Return the whole of the data exactly.

Region pointing data -
*** Block opens ***

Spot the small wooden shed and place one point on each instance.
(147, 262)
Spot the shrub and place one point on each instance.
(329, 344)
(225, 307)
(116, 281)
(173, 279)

*** Block closes ***

SOLUTION -
Spot the small wooden shed and place one point on each instance.
(147, 262)
Spot the shrub and place one point on each instance.
(329, 344)
(225, 307)
(116, 281)
(173, 279)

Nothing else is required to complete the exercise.